### Exercise
Write every record out again exactly, and keep images out of it.

Extracted data entries:
==========

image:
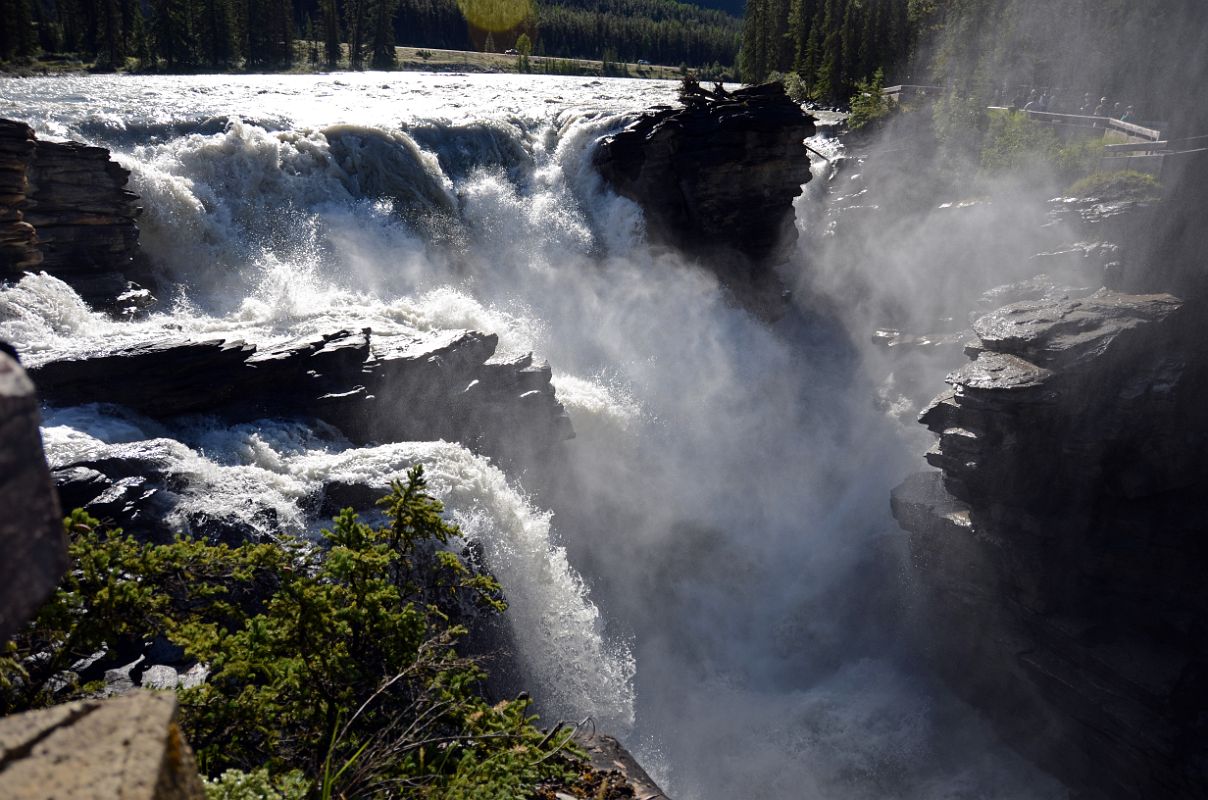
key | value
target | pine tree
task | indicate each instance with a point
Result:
(330, 33)
(382, 46)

==========

### Exercise output
image:
key | value
target | pine tree
task | indicate each instance with a point
Result:
(330, 33)
(382, 46)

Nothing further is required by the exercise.